In Lies my History Teacher Told Me, sociologist James Loewen writes of Columbus: “Christopher Columbus introduced two phenomena that revolutionized race relations and transformed the modern world: the taking of land, wealth, and labor from indigenous peoples, leading to their near extermination, and the transatlantic slave trade, which created a racial underclass.”
Yet the slight majority of Americans, many of whom haven’t been taught the accurate history of what Columbus did on his journeys, say they support celebrating Columbus Day.
Christopher Columbus destroyed much of what was in all the places he visited, in attempts to take what was valuable from the land, use the people there as work horses and sex slaves so he could bring a sense of achievement back home.
In Haiti he launched a slave raid, kidnapping 1,500 Arawaks and sending 500 of them to Spain (200 died along the way) as their treasures when they didn’t find gold. He also launched the widespread system of forced labor that was then brought to Peru, Mexico and Florida.
Columbus is responsible for the first slave trade accross the Atlantic and may be credited with being the person to have sold the most slaves throughout history.
For a College that recently removed the names of slave owners from buildings on campus, it’s difficult to find any logic that would explain why the name of the first transatlantic slave owner is still honored in our academic calendar.
The question of whether to celebrate Columbus Day or Indigenous Peoples’ Day is a major example of a controversy where you can’t have it both ways. You cannot simultaneously honor a culture while also, on the same day, celebrating the man who is responsible for the near extinction of that culture.
We, at the New Paltz Oracle, believe the school, the state, the nation and the global powers that be should all be celebrating Indigenous Peoples’ Day over Columbus Day — not in addition to Columbus Day and never only “Columbus Day.”
There’s a growing group of historians who say Columbus may have never stepped foot in North America. But we do know he wreaked havoc all across the globe, especially in the Caribbean. The United Nations’ global Indigenous Peoples’ Day, in protest to celebrating Columbus, offers people a chance to note the ways his murderous rule has harmed Indigenous populations globally.
Some say we shouldn’t necessarily be celebrating either.
L.H. Roper is a historian, distinguished professor of history at SUNY New Paltz and the former chair of the department.
“It’s very complicated because some Native people don’t want the Americans. Members of Iroqois nations have their own passports and don’t want to hear it. So it’s not just this idea that, ‘Oh we should include Native people.’ It’s not so easy,” says Roper, who currently teaches the course “Indians of New York State.” “Is the holiday even appropriate? That’s not for me to say.”
Esther Berlin, a writing teacher at Fort Lewis College and member of the Navajo Nation attests to a notion that she and other Native people don’t really have many expectations of America anymore.

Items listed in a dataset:
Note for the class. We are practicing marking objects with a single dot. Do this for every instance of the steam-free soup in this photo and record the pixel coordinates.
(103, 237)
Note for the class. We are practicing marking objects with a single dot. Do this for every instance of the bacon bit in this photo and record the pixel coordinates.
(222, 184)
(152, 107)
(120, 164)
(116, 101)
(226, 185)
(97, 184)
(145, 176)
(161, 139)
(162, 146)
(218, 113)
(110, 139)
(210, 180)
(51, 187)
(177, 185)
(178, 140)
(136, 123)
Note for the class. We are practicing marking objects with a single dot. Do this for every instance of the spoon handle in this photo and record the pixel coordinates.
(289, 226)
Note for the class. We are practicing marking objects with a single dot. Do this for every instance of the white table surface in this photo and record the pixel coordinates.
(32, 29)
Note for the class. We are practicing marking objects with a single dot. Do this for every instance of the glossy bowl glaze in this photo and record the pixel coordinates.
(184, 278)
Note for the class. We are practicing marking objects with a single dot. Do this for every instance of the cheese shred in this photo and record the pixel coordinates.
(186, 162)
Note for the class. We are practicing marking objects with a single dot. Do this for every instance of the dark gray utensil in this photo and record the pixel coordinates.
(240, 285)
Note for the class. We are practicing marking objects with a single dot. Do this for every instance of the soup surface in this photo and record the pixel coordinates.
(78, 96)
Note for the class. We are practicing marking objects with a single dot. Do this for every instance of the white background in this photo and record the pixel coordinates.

— Stated goal 1 —
Answer these questions about the Columbus Day editorial:
(a) In the slave raid in Haiti, how many Arawaks were kidnapped, and how many of those sent to Spain died along the way?
(b) What course does L.H. Roper currently teach?
(c) At which college does Esther Berlin teach writing?
— Stated goal 2 —
Carry the Columbus Day editorial forward, starting after its last sentence.

— Written response 1 —
(a) 1,500 Arawaks were kidnapped, and 200 of those sent to Spain died along the way.
(b) "Indians of New York State."
(c) Fort Lewis College.

— Written response 2 —
“You know, you definitely can embrace the pain and the genocide that has been our history and our foundation, and that is definitely a valid emotion, a valid, you know, almost reaction for Indigenous people,” Berlin said to Amy Goodman of Democracy Now. “And I think as you grow in awareness and maturity and are given opportunities to present, we have to go beyond that.”
“And what I mean by that, individually we all go through our own healing” she says. “We don’t have a healing process in this country called the United States. There is no platform, no medium, no expectation of that.”
The history of relations between Native people in America and the American government is grim. It makes sense why many would surrender any expectation of a partnered healing and growth. Between 1778 and 1871, the U.S. government created 368 peace treaties with Native groups. Few of them have been honored.
“In an ideal world there would’ve never been a Columbus Day in the first place,” Roper says. “But if people use [Indigenous Peoples’ Day] to think about the history that’s great.”
While we, at the New Paltz Oracle, commend the School for choosing to add Indigenous Peoples’ Day to the calendar, we believe that as an institution of higher education, the School is responsible to not just rebrand, but to reteach. The School rests on Native land — the land of the Lenape tribe — yet students aren’t offered many opportunities to learn about Lenape history or culture. Courses in Native American Studies, an already small discipline, aren’t as strongly encouraged as they could be. Only one of these courses can currently satisfy a diversity requirement — which is the simplest way for the School to encourage students to learn about diverse perspectives.
Noel Genevieve Altaha, a member of the White Mountain Apache tribe, says thoughtfulness and active listening is the most important way to learn.
“In my tribe, it’s really important to use your words wisely. There’s a saying: nijaa’ hayu [phon.],” she says. “And that’s ‘Where are your ears?’ my grandma would say. And it’s really important to listen more than to talk. Creator gave you two ears and one mouth for a reason—to listen—because listening is more important than talking sometimes.”
This Indigenous Peoples’ Day, may we choose to listen to the voices of Native people about their histories and ways we may honor their cultures on this day and forever.